__What to work on__
An exact copy of the listing below is needed, with no pictures in it.

__Excerpted data__
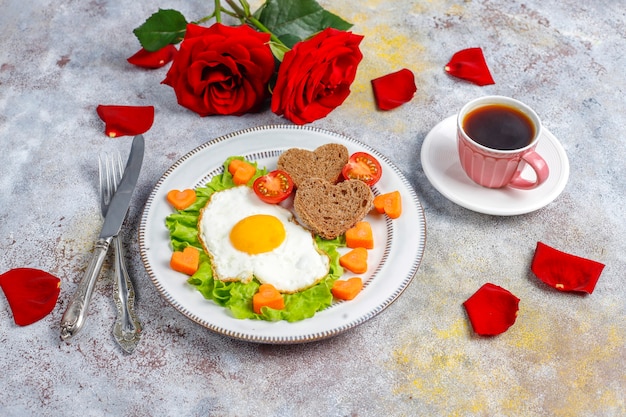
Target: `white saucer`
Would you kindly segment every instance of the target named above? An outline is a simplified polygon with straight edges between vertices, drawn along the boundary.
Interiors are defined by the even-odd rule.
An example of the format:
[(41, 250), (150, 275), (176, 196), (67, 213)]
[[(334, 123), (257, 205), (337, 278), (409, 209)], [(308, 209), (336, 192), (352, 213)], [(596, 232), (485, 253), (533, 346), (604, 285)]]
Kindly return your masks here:
[(437, 124), (426, 135), (421, 159), (426, 177), (447, 199), (479, 213), (514, 216), (530, 213), (551, 203), (567, 184), (567, 154), (557, 138), (545, 127), (537, 144), (537, 152), (550, 167), (550, 176), (539, 187), (528, 191), (510, 187), (482, 187), (473, 182), (461, 168), (456, 147), (454, 115)]

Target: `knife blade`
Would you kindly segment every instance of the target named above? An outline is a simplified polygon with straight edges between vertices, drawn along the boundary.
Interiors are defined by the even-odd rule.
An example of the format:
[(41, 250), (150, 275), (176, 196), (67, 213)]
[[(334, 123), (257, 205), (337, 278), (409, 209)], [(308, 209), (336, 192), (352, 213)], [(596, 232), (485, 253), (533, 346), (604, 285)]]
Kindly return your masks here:
[(124, 223), (124, 218), (126, 217), (126, 212), (130, 206), (133, 191), (135, 190), (139, 172), (141, 171), (143, 154), (144, 138), (142, 135), (137, 135), (133, 139), (130, 155), (126, 162), (126, 169), (124, 169), (124, 175), (109, 204), (102, 230), (94, 246), (91, 261), (61, 318), (62, 340), (69, 340), (74, 337), (85, 323), (91, 296), (93, 295), (98, 275), (100, 275), (104, 258), (109, 251), (111, 241), (119, 234), (122, 224)]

__Output of the exercise__
Target: `white saucer`
Would you kindly segment every instance of the target named above? An outline is a simplified polygon with straight edges between vertices, drawn along the boundary.
Interiors are defined by the even-odd rule.
An example of the format:
[(41, 250), (150, 275), (176, 196), (67, 213)]
[[(334, 123), (257, 205), (337, 278), (409, 209)], [(308, 209), (336, 192), (352, 213)], [(596, 232), (485, 253), (533, 346), (604, 285)]]
Kindly return your masks here:
[(437, 124), (426, 135), (421, 159), (426, 177), (447, 199), (479, 213), (514, 216), (530, 213), (551, 203), (567, 184), (567, 154), (557, 138), (545, 127), (537, 144), (537, 152), (550, 167), (550, 176), (539, 187), (528, 191), (510, 187), (482, 187), (473, 182), (461, 168), (456, 147), (454, 115)]

Target: `knife blade`
Would you kindly segment every instance of the target named above? An outline is a simplified polygon with straight edges between vertices, drawn along the boundary.
Interiors are defined by the even-odd rule.
An example of the format:
[(41, 250), (150, 275), (176, 196), (67, 213)]
[[(334, 123), (257, 205), (337, 278), (409, 209)], [(308, 209), (336, 192), (352, 213)], [(596, 232), (485, 253), (533, 346), (604, 285)]]
Kindly return your masks here:
[(124, 223), (124, 218), (126, 217), (126, 212), (130, 206), (133, 191), (135, 190), (139, 172), (141, 171), (143, 154), (144, 138), (142, 135), (137, 135), (133, 139), (130, 155), (126, 162), (126, 169), (124, 169), (124, 175), (109, 204), (102, 230), (94, 246), (91, 261), (61, 318), (62, 340), (69, 340), (74, 337), (85, 323), (91, 296), (93, 295), (98, 275), (100, 275), (104, 258), (109, 251), (111, 241), (119, 234), (122, 224)]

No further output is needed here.